Required action
Your response should consist of the entries below, reproduced exactly and without their images.

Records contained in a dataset
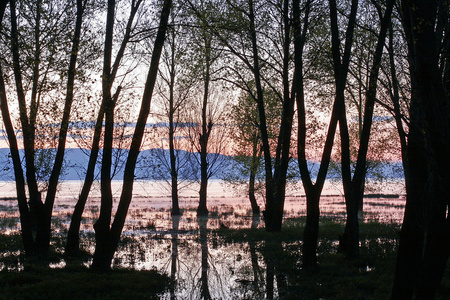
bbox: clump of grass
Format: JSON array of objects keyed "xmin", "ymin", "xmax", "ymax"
[
  {"xmin": 139, "ymin": 220, "xmax": 156, "ymax": 230},
  {"xmin": 0, "ymin": 216, "xmax": 20, "ymax": 231}
]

Task answer
bbox: clump of grass
Format: JSON array of objects keyed "xmin", "ymin", "xmax", "ymax"
[
  {"xmin": 139, "ymin": 220, "xmax": 156, "ymax": 230},
  {"xmin": 0, "ymin": 216, "xmax": 20, "ymax": 231}
]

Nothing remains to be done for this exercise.